* [Exercise tasks]
a) In the forum thread about ITU download links, which API address does the reply send a GET request to?
b) Identify every row that contains the word "grass", and copy each of those rows.

* [Reading passage]
========================

I am wanting to get the download links for each of the files on the website https://datahub.itu.int/indicators/ but am struggling to get what I need.
Each indicator seems to contain a direct link to download the data in the following format https://api.datahub.itu.int/v2/data/download/byid/XXX/iscollection/YYY
where XXX
is some sort of number between 1 and 100,000 or so and YYY
is either true
or false
.
Ideally, I would like to get the link to each indicator and a corresponding name/html text of the link in one big dataframe.
I have tried to get the links for the files using rvest
and various combinations of html_nodes
and html_attrs
and xpaths. but have not had any luck. I really want to avoid running a loop and brute force 100,000 download links because that is horribly inefficient and will almost certainly cause issues for their servers.
I am not sure if there is a better way than using rvest, but any help would be most appreciated.
library(rvest)
library(httr)
library(tidyverse)
library(dplyr)
page = "https://datahub.itu.int/indicators/"
read_html(page) %>%
html_attr("href")
CodePudding user response:
If you look at the requests the pages makes (e.g. in the browser devtools) you will find that there is a request to an api which retrieves all the link; from this you can build the urls yourself: (the other solution would be to use RSelenium
, but this would be much more complicated)
library(httr)
library(tidyverse)
GET("https://api.datahub.itu.int/v2/dictionaries/getcategories") %>%
content() %>%
map(as_tibble) %>%
bind_rows() %>%
unnest_wider(subCategory) %>%
unnest(items) %>%
unnest_wider(items) %>%
mutate(url = paste0("https://api.datahub.itu.int/v2/data/download/byid/",
codeID,
"/iscollection/",
tolower(as.character(isCollection)))) %>%
select(category, codeID, label, subCategory, isCollection, url)
#> # A tibble: 181 × 6
#> category codeID label subCategory isCollection url
#> <chr> <int> <chr> <chr> <lgl> <chr>
#> 1 Connectivity 8941 Households with a radio Access FALSE http…
#> 2 Connectivity 8965 Households with a TV Access FALSE http…
#> 3 Connectivity 100002 Households with multichan… Access TRUE http…
#> 4 Connectivity 8749 Households with telephone… Access FALSE http…
#> 5 Connectivity 20719 Individuals who own a mob… Access FALSE http…
#> 6 Connectivity 12046 Households with a computer Access FALSE http…
#> 7 Connectivity 12047 Households with Internet … Access FALSE http…
#> 8 Connectivity 100001 Households with access to… Access TRUE http…
#> 9 Connectivity 100000 Reasons for not having In… Access TRUE http…
#> 10 Connectivity 15 Fixed-telephone subscript… Access FALSE http…
#> # … with 171 more rows
Created on 2022-07-05 by the reprex package (v2.0.1)

========================

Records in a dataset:
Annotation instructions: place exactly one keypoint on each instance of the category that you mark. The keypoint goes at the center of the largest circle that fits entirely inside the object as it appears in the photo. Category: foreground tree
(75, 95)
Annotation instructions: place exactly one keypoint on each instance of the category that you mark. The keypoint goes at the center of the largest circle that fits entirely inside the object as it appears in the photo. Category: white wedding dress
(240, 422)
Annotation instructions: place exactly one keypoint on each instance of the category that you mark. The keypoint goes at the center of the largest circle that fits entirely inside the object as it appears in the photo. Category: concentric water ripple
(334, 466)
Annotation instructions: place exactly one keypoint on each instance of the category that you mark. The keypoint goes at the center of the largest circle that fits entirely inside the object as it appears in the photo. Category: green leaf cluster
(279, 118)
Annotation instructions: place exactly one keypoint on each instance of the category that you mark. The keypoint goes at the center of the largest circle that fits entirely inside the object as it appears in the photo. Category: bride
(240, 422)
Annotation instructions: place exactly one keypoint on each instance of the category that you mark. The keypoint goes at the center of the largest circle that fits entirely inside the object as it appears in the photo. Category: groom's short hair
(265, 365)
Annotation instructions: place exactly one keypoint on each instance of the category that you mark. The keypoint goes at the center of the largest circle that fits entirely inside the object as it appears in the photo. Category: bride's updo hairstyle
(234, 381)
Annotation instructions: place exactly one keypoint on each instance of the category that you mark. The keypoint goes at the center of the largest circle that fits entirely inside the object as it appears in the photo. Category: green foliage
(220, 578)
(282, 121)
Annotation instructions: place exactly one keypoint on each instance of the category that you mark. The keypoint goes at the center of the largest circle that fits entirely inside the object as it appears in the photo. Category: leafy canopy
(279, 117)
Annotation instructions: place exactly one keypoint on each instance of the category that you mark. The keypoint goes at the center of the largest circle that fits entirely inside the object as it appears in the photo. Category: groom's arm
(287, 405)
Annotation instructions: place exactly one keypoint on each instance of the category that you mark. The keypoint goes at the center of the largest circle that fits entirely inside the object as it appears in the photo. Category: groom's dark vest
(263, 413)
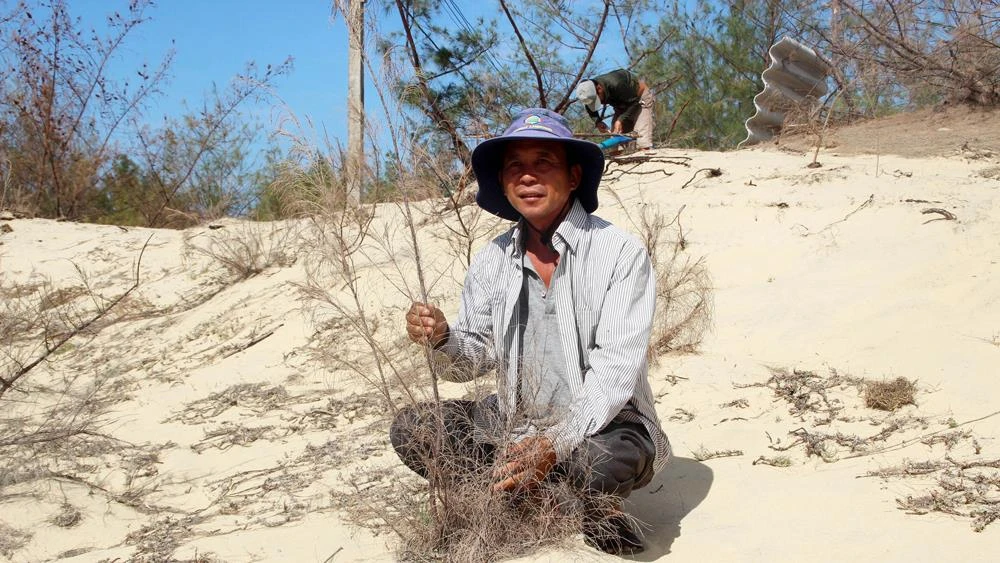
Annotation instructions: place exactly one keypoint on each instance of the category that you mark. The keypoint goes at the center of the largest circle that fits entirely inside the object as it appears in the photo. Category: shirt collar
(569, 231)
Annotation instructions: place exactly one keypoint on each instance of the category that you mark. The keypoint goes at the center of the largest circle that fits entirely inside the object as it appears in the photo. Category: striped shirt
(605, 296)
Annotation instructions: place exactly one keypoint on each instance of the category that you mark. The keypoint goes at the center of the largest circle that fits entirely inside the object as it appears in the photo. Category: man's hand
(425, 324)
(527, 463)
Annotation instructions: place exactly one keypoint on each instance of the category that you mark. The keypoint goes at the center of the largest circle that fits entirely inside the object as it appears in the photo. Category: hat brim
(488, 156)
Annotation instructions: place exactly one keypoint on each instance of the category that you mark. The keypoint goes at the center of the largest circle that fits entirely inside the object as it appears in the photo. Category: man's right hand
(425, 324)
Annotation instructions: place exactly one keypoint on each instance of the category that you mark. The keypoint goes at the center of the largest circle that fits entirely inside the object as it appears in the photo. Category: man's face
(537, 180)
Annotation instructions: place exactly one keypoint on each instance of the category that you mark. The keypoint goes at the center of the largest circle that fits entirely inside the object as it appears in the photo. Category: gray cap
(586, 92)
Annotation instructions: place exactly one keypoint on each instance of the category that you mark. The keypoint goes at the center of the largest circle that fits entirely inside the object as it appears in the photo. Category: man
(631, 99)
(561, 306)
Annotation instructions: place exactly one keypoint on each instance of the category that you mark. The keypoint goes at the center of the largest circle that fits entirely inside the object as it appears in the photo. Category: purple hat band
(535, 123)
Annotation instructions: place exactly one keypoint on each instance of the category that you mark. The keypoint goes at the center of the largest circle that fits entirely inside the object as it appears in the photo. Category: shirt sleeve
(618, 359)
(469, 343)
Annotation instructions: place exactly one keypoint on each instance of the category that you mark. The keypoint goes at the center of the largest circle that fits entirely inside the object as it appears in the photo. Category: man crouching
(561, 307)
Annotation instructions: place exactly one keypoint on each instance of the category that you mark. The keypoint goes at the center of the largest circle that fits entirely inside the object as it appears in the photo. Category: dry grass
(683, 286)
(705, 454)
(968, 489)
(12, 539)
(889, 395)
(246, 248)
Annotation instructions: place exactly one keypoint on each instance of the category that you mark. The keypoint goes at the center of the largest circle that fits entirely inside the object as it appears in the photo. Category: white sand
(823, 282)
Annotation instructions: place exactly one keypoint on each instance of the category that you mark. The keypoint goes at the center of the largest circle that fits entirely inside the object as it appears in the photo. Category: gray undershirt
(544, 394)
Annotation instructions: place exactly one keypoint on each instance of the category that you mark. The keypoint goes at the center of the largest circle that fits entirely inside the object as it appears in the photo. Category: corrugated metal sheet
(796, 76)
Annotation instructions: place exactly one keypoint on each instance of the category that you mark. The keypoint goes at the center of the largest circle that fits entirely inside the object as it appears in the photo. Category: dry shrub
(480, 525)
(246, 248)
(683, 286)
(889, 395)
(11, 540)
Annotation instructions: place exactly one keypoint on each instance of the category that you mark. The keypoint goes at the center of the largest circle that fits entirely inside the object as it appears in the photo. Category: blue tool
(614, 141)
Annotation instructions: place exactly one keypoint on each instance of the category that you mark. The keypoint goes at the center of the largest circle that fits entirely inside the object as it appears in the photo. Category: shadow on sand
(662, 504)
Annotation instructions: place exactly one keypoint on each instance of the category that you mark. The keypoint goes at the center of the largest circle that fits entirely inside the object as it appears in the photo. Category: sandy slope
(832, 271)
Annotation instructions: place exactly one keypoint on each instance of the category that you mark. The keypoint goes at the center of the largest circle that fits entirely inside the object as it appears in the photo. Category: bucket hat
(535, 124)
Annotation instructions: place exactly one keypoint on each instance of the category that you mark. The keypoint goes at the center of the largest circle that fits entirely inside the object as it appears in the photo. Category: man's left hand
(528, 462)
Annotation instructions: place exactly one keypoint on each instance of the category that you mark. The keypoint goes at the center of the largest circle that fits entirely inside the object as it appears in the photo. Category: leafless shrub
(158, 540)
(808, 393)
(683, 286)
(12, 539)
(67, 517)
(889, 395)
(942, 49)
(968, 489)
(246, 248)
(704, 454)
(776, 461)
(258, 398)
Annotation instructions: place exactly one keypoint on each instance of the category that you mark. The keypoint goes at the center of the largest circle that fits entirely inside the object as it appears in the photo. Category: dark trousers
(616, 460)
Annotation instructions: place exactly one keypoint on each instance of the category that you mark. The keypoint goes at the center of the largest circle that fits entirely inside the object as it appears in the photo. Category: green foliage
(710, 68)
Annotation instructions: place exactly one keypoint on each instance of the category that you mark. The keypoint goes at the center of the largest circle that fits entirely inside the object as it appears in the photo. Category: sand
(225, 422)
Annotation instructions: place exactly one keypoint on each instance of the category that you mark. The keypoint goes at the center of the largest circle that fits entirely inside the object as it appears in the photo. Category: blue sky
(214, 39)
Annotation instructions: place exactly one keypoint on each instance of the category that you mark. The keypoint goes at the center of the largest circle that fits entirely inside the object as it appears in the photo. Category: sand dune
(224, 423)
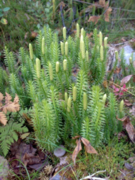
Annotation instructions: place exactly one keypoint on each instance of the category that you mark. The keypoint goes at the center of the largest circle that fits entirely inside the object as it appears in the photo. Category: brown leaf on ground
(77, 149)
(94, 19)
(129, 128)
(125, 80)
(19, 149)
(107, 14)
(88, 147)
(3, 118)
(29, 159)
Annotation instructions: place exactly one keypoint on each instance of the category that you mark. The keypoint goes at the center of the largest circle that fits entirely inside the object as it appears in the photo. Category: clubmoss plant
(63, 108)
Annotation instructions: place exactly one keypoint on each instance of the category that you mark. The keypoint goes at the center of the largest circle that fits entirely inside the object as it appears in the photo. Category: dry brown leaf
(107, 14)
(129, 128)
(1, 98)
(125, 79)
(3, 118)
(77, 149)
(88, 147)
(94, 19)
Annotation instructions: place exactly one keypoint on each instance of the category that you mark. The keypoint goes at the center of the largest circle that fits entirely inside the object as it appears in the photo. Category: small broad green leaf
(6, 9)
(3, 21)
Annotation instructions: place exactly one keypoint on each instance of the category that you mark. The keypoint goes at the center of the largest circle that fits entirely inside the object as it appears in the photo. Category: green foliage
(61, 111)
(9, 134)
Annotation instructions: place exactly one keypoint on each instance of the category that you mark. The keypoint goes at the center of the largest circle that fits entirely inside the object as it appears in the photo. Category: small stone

========================

* [Answer set]
a) https://api.datahub.itu.int/v2/dictionaries/getcategories

b)
Annotation instructions: place exactly one keypoint on each instance of the category that you mark. The keypoint goes at the center of the largest circle that fits entirely inside the object as it appears in the photo. Category: dry grass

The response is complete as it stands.